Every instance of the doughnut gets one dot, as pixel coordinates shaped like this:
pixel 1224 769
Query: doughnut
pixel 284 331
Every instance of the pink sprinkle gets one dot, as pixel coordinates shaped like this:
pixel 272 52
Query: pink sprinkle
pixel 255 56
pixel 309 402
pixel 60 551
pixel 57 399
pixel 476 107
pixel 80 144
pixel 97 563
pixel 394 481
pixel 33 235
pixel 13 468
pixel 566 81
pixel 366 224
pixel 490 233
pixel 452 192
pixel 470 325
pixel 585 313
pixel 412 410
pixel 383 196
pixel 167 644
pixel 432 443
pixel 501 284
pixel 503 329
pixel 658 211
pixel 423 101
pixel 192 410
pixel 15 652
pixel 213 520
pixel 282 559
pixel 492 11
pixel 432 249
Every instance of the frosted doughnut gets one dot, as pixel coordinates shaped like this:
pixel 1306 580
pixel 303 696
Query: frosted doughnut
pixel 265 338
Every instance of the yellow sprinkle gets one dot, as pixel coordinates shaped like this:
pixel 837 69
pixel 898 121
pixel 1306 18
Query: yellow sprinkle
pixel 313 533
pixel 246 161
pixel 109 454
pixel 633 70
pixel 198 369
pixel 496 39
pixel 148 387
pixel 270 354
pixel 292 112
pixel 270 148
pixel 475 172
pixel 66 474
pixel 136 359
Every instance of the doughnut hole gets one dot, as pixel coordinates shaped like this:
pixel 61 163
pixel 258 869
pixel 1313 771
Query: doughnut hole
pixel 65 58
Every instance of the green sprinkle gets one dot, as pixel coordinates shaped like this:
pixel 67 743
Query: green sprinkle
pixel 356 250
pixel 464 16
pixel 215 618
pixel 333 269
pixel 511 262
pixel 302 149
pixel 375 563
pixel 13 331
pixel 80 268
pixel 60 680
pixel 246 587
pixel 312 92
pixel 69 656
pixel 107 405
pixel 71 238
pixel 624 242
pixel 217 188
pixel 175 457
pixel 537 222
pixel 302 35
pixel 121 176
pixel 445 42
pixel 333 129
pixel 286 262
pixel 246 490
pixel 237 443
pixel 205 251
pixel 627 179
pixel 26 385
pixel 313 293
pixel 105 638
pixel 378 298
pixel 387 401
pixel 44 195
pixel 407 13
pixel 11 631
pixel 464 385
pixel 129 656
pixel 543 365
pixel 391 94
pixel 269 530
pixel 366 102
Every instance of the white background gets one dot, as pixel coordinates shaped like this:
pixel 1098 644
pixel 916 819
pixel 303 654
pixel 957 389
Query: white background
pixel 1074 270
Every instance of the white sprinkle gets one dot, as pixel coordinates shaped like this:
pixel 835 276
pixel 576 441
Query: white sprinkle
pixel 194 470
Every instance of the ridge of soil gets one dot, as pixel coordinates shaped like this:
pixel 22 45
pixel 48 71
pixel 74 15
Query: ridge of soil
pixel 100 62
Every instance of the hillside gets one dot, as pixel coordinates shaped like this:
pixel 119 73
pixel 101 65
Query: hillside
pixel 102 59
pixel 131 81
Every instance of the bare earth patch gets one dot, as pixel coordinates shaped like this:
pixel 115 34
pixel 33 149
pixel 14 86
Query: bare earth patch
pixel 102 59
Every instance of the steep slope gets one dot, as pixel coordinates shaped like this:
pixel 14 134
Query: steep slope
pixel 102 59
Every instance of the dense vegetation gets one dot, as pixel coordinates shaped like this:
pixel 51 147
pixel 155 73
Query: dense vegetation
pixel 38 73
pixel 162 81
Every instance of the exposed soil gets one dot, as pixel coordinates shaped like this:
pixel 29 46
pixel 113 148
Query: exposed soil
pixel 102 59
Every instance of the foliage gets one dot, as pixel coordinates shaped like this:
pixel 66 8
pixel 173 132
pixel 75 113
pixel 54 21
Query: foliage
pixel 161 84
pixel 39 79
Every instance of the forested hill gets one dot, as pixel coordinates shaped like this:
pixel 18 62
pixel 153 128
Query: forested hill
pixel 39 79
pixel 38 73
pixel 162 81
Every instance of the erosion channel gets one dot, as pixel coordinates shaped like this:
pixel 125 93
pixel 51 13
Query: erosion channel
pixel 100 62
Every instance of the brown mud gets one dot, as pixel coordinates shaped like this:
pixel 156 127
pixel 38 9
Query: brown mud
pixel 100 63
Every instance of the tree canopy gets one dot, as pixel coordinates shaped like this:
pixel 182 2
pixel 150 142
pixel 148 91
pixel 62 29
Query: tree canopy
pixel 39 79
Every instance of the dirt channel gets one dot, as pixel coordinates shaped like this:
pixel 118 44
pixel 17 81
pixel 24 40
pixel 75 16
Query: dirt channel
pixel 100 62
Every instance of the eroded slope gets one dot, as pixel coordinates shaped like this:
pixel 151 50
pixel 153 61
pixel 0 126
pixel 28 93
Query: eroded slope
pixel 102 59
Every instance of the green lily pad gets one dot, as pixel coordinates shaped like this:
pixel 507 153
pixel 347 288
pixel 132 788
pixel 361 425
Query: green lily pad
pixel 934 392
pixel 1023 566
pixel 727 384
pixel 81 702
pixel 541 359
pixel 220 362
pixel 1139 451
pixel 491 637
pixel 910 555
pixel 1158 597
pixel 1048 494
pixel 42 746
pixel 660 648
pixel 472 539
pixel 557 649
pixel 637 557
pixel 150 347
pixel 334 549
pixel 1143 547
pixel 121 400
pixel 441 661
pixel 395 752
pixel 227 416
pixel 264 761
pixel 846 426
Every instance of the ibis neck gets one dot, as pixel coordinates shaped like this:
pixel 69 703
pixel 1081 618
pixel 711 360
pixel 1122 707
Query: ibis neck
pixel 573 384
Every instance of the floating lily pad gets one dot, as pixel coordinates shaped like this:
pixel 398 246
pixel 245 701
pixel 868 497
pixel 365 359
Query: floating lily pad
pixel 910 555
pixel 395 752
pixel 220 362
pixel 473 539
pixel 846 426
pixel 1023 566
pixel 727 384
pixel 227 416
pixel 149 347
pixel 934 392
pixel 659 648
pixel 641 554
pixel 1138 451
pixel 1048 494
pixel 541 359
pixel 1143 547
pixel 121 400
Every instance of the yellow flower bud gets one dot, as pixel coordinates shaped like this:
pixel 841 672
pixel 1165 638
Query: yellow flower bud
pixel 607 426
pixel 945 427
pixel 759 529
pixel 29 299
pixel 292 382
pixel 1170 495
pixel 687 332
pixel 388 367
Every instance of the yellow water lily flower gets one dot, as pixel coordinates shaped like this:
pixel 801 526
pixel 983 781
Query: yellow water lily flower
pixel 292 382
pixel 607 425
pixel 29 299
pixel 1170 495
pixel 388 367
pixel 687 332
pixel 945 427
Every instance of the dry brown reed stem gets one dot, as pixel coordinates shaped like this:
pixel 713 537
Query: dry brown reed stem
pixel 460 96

^^^^^^^^^^^^^^^^

WHAT THE TASK ASKS:
Write out the material above verbatim, from its first line through the line containing "pixel 136 359", including that line.

SOLUTION TO THE PROBLEM:
Every instance of the doughnut gets one dot, as pixel coordinates shaped like this:
pixel 1224 769
Query: doughnut
pixel 284 331
Every instance of the pink sprinkle gets one dot, as pixel coordinates shaped like this:
pixel 272 52
Query: pink sprinkle
pixel 255 56
pixel 309 402
pixel 60 551
pixel 57 399
pixel 476 107
pixel 80 144
pixel 97 563
pixel 394 481
pixel 33 235
pixel 13 468
pixel 566 81
pixel 366 224
pixel 490 233
pixel 452 192
pixel 470 325
pixel 585 313
pixel 412 410
pixel 383 196
pixel 167 644
pixel 432 443
pixel 501 284
pixel 503 329
pixel 658 211
pixel 423 101
pixel 192 410
pixel 15 652
pixel 213 520
pixel 282 559
pixel 492 11
pixel 432 249
Every instance of the frosted doughnut gets one dot, as pixel coordinates shaped like this:
pixel 1306 580
pixel 303 696
Query: frosted doughnut
pixel 265 338
Every instance of the yellow sprinkle gets one dot, as pixel coordinates shaped like this:
pixel 837 69
pixel 898 121
pixel 1306 18
Query: yellow sprinkle
pixel 313 533
pixel 246 161
pixel 109 454
pixel 633 70
pixel 198 369
pixel 496 39
pixel 148 387
pixel 270 354
pixel 292 112
pixel 270 148
pixel 475 172
pixel 66 474
pixel 136 359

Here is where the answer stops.